Problem requirements >>
Which lines in the records below include the word "cloud"? Report each of them in full.

Dataset records >>
↓

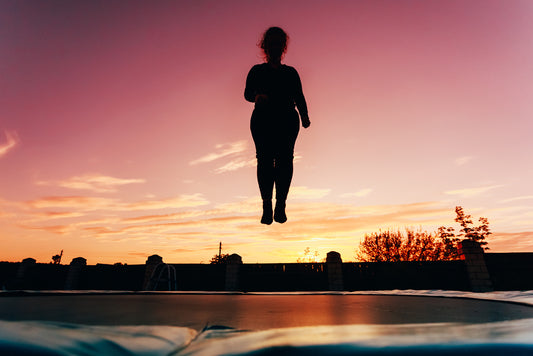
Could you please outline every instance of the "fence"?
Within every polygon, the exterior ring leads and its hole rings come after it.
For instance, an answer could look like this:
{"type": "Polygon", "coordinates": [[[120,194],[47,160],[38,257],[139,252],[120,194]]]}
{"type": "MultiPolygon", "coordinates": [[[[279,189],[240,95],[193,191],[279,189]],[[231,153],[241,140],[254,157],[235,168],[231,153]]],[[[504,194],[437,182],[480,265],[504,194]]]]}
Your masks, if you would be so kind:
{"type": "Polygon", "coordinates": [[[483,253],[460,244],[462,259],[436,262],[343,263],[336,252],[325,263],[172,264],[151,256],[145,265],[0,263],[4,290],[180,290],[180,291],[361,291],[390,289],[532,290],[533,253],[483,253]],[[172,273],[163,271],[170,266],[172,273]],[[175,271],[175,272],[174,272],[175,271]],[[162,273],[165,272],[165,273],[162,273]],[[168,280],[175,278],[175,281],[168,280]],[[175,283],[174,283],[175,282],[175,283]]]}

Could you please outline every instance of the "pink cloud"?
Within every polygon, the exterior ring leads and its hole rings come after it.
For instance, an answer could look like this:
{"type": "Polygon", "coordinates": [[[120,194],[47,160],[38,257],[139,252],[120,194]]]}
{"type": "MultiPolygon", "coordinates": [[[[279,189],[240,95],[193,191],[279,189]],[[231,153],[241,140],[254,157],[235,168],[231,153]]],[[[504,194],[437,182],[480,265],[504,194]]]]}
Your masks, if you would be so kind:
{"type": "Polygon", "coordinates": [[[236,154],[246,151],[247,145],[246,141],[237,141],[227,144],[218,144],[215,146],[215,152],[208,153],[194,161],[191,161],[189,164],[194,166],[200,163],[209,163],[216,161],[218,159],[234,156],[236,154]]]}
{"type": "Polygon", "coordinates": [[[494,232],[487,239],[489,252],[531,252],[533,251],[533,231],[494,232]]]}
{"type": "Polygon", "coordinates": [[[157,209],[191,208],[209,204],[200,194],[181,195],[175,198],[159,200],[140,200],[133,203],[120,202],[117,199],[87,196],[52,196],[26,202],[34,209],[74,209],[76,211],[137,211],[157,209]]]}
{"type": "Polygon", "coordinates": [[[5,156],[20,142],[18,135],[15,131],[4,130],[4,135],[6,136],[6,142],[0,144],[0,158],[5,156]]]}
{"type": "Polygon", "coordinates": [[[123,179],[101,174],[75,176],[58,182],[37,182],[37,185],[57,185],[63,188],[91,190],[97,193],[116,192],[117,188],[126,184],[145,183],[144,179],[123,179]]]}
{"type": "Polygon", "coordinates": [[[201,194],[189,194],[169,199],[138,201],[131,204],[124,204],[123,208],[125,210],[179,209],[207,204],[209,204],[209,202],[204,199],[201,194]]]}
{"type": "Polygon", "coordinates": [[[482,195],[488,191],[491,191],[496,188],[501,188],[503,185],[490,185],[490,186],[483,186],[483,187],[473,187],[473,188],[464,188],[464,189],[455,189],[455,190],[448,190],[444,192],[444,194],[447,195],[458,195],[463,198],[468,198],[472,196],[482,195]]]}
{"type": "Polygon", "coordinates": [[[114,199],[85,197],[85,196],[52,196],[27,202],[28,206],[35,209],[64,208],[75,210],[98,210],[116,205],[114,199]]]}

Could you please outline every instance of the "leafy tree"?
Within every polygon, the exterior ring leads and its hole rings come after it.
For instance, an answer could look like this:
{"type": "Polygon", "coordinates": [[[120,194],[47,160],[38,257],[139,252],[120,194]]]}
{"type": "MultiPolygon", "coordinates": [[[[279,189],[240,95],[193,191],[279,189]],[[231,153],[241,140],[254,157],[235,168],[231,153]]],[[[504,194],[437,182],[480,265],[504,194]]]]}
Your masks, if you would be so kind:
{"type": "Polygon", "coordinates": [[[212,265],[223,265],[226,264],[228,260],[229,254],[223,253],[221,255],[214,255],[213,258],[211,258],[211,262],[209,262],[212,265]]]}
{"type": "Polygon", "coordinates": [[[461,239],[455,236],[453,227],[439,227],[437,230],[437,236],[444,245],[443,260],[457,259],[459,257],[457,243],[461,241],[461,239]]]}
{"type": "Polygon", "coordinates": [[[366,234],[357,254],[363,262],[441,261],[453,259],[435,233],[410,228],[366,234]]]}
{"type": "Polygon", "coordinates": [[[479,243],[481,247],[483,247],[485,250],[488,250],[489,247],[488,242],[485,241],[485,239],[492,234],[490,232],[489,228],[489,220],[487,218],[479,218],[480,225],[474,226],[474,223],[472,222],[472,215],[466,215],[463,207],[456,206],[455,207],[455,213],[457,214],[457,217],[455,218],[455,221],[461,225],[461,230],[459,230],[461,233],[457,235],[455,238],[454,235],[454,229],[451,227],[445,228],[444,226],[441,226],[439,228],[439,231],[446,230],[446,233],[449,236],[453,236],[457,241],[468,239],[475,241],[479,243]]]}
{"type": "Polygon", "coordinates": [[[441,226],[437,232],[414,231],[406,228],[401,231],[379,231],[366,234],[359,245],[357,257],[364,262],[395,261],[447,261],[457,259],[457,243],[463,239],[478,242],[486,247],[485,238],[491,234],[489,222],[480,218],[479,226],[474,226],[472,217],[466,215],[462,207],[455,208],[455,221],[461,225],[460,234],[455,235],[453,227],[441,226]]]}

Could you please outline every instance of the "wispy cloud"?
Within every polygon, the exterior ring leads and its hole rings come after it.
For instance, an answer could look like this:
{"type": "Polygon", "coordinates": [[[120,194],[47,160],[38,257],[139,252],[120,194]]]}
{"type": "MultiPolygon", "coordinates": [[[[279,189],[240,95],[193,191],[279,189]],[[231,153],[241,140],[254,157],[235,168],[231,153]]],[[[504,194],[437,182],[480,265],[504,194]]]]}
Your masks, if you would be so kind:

↑

Response >>
Could you please outline every instance of the "pink cloud"?
Could you please outline every instance of the "wispy cloud"?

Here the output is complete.